## Stated task
Copy word for word the part of the Kafka passage starting with "1. Isolation from" and going on through "monstrous and ill-fated.".

## Provided passage
** Begin **

D & G decided to bring the hammer down on these reflexive doomsayers, to restore some of the joy and vibrant panache to Kafka studies. They wanted to bring him "`a little of this joy, this amorous political life that he knew how to offer, how to invent. So many dead writers must have wept over what was written about them. [We] hope that Kafka enjoyed the book that we wrote about him'"(xxv). It is useful to recall the evening Kafka read the opening chapter of *The Trial* to his circle of literary friends, assailed by roars of laughter, Kafka himself laughing so hard he had to constantly stop reading to wipe tears from his eyes. The ramifications of this episode have been repressed and overturned by the necrophilic martyrology of a reflexive Kafka scholarship. For here we have gone beyond any mere "laughter of the Abyss," the impish cackle of "black comedy," the doomed precincts of Camus's "cosmology of the Absurd." Kafka's hilarity is a laughter of resistance, of felicity, of squeezing some measure of freedom out of our peremptory and obstructionist universe. As argued in this text, the battle is within and against the political, economic, technological, bureaucratic, judiciary, and linguistic machines which held Kafka's language in thrall to its obstacles and terrors.

Here is a cento of principles developed by D & G in their dissenting text, the prolegomenon to any future in Kafka scholarship:

1. Isolation from the Law is not merely the absence of God (coinciding with the SNAFU of metaphysical realism) but rather entails the eternal suspension of judgement, ultimately an Artaudian desire "to have done with Judgement."

2. The question of ASCESIS. Deleuze has long underscored the idea that when a writer or philosopher espouses an "ascetic" lifestyle it is only as a means to achieving a more subterranean pitch of libertinism (or Life). Kafka had plenty of opportunities for conventional happiness, to live the life of a Max Brod, for example. Rather he followed the witch's wind of literary apprenticeship, a far profounder Life although, from a judgemental distance, appearing monstrous and ill-fated.

** End **

## Record excerpts

** Begin **

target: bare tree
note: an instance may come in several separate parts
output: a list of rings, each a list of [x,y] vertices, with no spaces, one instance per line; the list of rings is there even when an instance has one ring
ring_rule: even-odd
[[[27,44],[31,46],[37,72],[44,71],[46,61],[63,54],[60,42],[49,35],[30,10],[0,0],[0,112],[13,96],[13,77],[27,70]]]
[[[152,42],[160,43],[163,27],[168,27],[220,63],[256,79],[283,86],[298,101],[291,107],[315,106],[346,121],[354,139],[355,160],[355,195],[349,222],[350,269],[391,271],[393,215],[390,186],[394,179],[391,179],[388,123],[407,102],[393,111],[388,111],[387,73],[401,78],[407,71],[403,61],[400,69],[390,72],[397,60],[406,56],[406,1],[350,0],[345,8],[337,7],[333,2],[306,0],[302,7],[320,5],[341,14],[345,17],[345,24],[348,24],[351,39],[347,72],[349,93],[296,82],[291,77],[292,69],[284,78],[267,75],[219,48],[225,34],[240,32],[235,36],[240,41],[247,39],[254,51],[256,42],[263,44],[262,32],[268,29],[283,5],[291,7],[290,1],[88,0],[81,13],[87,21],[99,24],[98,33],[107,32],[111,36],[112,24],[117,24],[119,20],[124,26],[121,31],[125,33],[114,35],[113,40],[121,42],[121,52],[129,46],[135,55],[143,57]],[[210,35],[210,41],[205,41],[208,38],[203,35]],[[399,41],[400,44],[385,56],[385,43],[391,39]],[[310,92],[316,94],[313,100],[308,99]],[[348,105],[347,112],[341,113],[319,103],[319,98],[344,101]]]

** End **
** Begin **

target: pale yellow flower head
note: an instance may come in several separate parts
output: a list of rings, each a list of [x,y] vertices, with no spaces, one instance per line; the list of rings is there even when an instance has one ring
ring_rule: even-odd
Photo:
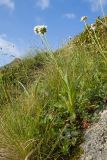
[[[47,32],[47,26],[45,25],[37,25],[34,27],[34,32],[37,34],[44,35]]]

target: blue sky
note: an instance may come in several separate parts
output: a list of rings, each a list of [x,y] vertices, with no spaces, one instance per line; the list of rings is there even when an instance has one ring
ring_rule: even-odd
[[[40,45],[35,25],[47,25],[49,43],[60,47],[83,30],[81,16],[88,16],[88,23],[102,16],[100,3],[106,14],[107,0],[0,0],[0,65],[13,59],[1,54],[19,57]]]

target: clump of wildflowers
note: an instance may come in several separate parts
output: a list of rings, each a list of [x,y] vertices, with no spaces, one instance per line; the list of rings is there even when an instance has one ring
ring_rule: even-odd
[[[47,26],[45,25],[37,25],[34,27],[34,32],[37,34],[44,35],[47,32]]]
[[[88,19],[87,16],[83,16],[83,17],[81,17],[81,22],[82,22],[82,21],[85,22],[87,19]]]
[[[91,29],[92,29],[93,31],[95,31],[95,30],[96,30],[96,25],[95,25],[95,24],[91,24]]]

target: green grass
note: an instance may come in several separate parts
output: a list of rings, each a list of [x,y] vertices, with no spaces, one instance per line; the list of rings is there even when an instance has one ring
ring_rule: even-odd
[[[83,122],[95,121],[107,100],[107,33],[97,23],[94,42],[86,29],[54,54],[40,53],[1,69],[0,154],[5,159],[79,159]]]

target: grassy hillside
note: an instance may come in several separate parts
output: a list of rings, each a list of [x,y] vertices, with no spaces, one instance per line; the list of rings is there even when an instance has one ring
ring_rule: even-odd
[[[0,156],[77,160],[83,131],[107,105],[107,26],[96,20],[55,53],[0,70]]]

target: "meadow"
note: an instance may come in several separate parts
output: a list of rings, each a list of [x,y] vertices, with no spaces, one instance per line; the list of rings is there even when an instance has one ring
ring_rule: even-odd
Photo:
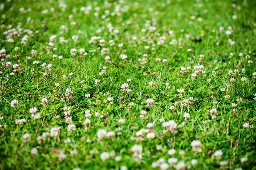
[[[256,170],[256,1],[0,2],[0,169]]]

** End **
** Begin **

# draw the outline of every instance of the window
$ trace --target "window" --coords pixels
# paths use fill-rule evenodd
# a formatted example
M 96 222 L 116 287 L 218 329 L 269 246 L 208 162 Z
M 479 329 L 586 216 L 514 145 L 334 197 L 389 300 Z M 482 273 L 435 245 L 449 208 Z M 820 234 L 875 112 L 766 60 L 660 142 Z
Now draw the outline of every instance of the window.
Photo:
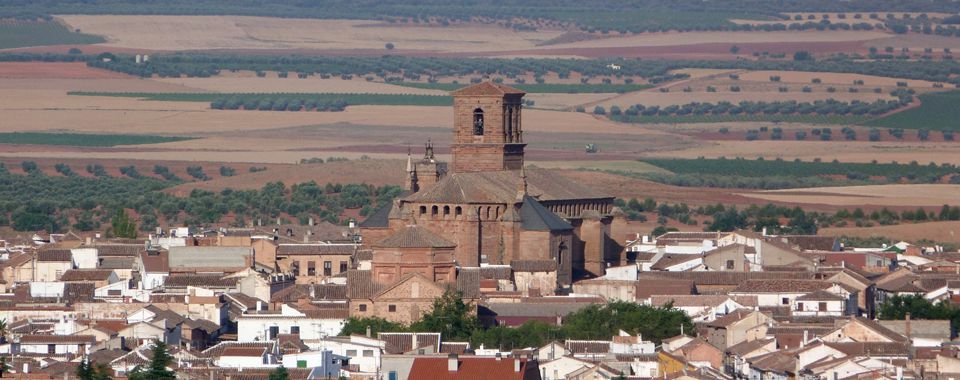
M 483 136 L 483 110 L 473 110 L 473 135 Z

** End **

## Right answer
1. Isolation from the Law is not merely the absence of God (coinciding with the SNAFU of metaphysical realism) but rather entails the eternal suspension of judgement, ultimately an Artaudian desire "to have done with Judgement."

2. The question of ASCESIS. Deleuze has long underscored the idea that when a writer or philosopher espouses an "ascetic" lifestyle it is only as a means to achieving a more subterranean pitch of libertinism (or Life). Kafka had plenty of opportunities for conventional happiness, to live the life of a Max Brod, for example. Rather he followed the witch's wind of literary apprenticeship, a far profounder Life although, from a judgemental distance, appearing monstrous and ill-fated.